***** DOCUMENT

Diderot, Autorité politique

Article Encyclopédie, Tome 1 1751.

Introduction :

– article tiré de L’Encyclopédie : ses auteurs, son rôle (arme et diffusion des savoirs), l’histoire de sa publication qui révèle les tensions entre les philosophes et le pouvoir ..

– Contexte politique :

France= monarchie absolue / Angleterre : monarchie constitutionnelle

– attention Diderot= athée !

Article Structuré et construit comme une véritable démonstration.

Étudie l’origine de l’autorité à partir d’un constat qui rejoint le débat du siècle sur l’égalité puis s’interroge sur ses limites.

Sujet : pb de la légitimité du pouvoir

Idée Principale : Parce que l’homme naît libre et que la puissance de dieu est sans partage, l’autorité politique ne peut trouver de fondement légitime que dans le consentement du peuple.

But de l’analyse= mettre en valeur le propos subversif de D (contestation de la Monarchie de droit divin) pour souligner l’HABILETÉ des procédés destinés à tromper la censure.

Composition de l’article argumentatif :

  • Fondement de l’autorité politique (l.22)
  • Conditions et limites

(« auctoritas » Gaffiot : droit de possession, garantie, autorité (qui inspire la confiance), influence, prestige, force, exemple,modèle. L’auctoritas antique désigne donc non seulement une relation de pouvoir, mais les conditions dans lesquelles cette relation peut s’établir (prestige, force de l’exemple..).

I. LE RAISONNEMENT OBJECTIF DE DIDEROT

(le plaçant au-dessus de tt soupçon)

1)Les deux espèces d’autorité

Dans le postulat initial (l.1), Diderot souligne l’absence par nature d’une hiérarchie du pouvoir.

Le terme « aucun », en évidence au début du passage, ouvre le texte sur une dénégation catégorique et met en relief l’idée initiale : l’absence, par nature, d’une hiérarchie de pouvoir entre les êtres humains. Cette négation est associée à l’idée de liberté, présentée comme un droit naturel : « présent du Ciel » (un acquis naturel).

Toutefois, apparition d’une objection : ligne 3 « si la nature a établi … » (= s’il est vrai que la nature..). Le présentatif « c’est » met en valeur la nature de cette autorité : l’autorité paternelle. Cf. le pouvoir du « pater familias » dans les sociétés d’autrefois. Mais objection limitée immédiatement par la conjonction « mais » (4) qui restreint cette autorité : « bornes » . Limites précisées dans la phrase suivante : capacité des enfants à se conduire de façon autonome.

– L.6/7 : brièveté de la phrase affirmative et pst de vg « Toute autre autorité … que la nature » revient de façon catégorique à l’idée initiale en mettant l’accent par la répétition de l’adjectif « autre » sur la dissociation des 2 notions : « nature »/ « autorité ».

**********

Pouvez-vous reprendre l'analyse de l'article « Autorité politique » de Diderot là où elle s'interrompt ? Les enregistrements proviennent d'une source différente de celle du document.

***** DONNÉES FOURNIES

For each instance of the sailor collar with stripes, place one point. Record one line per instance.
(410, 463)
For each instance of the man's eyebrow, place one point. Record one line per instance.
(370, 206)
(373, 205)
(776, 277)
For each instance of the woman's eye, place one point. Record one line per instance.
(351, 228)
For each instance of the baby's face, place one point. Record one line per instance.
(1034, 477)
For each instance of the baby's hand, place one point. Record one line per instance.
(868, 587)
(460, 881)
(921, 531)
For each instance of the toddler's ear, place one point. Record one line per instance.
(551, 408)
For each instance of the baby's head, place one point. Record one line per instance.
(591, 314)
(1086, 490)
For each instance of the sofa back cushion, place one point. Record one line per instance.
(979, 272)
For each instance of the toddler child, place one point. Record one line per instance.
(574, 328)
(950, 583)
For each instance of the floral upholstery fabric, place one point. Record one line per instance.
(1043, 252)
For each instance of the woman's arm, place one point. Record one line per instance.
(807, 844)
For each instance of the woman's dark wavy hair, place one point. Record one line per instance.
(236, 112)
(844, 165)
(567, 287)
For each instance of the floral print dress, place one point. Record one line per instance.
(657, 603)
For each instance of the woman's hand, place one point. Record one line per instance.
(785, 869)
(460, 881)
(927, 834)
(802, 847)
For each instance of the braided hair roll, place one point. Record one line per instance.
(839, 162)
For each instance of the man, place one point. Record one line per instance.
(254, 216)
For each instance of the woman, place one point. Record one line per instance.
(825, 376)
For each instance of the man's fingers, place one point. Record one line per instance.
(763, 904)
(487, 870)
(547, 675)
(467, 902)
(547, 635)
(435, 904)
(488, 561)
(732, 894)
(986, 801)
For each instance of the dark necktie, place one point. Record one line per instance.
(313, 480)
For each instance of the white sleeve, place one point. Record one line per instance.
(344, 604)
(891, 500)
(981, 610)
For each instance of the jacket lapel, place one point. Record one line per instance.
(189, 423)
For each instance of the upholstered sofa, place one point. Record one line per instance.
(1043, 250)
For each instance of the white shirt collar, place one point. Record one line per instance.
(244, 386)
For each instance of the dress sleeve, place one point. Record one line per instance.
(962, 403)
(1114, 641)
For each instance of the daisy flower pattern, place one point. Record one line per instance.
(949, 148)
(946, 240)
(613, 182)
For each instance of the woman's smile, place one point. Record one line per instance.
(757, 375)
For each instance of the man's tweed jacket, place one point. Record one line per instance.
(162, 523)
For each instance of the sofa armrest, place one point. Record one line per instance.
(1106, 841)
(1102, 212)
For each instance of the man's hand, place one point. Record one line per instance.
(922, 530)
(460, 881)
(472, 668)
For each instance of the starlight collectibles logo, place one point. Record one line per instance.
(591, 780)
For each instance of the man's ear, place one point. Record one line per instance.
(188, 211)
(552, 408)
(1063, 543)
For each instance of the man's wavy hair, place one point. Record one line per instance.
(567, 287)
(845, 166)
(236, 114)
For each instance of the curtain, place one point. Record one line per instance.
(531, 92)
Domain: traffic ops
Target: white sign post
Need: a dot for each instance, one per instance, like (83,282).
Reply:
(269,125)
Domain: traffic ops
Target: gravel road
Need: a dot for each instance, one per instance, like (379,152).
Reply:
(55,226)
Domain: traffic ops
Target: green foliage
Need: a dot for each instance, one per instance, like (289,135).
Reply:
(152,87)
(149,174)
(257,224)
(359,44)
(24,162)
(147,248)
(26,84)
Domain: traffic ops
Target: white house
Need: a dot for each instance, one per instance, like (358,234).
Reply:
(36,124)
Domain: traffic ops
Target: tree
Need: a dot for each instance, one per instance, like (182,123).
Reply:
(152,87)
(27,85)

**********
***** DONNÉES FOURNIES

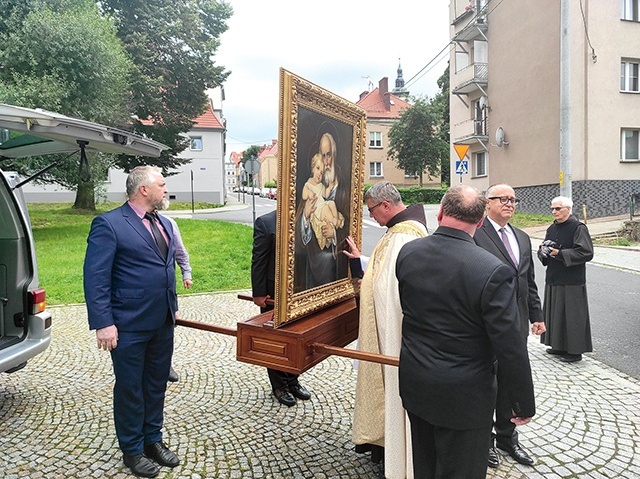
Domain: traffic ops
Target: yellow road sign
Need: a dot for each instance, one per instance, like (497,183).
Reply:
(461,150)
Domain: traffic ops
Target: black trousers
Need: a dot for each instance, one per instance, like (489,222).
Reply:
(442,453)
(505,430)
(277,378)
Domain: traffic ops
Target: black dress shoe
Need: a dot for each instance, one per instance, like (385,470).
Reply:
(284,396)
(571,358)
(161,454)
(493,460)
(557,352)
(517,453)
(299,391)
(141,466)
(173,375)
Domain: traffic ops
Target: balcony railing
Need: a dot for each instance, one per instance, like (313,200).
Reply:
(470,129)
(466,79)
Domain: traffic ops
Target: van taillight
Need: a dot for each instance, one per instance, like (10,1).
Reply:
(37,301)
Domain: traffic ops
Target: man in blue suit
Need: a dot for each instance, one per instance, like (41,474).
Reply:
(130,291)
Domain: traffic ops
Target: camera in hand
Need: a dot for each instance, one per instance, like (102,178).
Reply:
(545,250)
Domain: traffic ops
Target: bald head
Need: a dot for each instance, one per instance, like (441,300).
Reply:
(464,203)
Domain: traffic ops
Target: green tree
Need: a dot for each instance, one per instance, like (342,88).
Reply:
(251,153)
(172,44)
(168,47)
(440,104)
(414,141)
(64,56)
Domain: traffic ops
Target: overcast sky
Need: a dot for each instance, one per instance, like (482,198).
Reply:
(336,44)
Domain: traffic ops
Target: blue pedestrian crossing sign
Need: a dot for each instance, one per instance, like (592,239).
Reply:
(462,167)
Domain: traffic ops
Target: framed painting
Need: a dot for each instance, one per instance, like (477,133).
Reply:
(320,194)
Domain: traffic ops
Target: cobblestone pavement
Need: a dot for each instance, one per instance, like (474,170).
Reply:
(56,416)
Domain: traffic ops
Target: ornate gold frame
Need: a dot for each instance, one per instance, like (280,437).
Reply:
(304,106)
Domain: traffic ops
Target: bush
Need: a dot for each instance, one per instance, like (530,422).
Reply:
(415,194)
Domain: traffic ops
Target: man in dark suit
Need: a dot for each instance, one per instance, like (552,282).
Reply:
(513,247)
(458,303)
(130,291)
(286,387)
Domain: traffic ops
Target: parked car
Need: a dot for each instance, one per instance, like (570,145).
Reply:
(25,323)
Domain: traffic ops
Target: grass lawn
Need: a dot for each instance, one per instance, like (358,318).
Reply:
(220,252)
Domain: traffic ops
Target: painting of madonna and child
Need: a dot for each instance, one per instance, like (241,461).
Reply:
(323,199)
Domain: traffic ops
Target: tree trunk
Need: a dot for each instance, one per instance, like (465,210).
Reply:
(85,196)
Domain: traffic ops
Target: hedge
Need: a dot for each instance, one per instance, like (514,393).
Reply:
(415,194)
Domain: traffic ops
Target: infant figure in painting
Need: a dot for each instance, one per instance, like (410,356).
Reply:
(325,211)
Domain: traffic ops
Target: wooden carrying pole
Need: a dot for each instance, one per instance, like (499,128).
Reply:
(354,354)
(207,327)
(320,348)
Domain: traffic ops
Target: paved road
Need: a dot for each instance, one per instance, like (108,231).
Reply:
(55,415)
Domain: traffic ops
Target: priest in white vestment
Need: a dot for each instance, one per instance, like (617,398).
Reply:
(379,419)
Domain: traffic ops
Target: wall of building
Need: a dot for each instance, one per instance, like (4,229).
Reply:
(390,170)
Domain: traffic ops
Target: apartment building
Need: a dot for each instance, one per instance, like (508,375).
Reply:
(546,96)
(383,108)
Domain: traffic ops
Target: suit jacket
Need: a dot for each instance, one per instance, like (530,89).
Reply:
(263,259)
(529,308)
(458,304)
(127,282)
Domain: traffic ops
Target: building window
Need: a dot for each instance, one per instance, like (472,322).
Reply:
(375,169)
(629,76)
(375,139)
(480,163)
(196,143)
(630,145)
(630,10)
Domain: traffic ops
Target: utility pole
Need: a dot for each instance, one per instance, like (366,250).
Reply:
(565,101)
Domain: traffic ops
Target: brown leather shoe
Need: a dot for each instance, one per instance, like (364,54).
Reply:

**********

> [EXERCICE CORRIGÉ]
Puis l’indéfini « on » et le subjonctif d’injonction « examine » invitent les lecteurs à considérer les origines de l’autorité. Emploi du futur de certitude  « fera » et de l’adverbe temporel « toujours »= caractère général de l’affirmation.

Diderot annonce alors 2 origines à travers une formulation alternative comme le marque la conjonction « ou »/ « ou ». Jeux d’oppositions et d’antithèses : « la force et la violence » et « le consentement »/ « celui qui s’en est emparé » et « ceux qui s ‘y sont soumis » : mise en exergue de l’opposition entre les relations d’autorité : la première est fondée sur la violence, la seconde sur l’acceptation.

1) La Force = illégitime (paragraphe 2)

Champ lexical de la violence.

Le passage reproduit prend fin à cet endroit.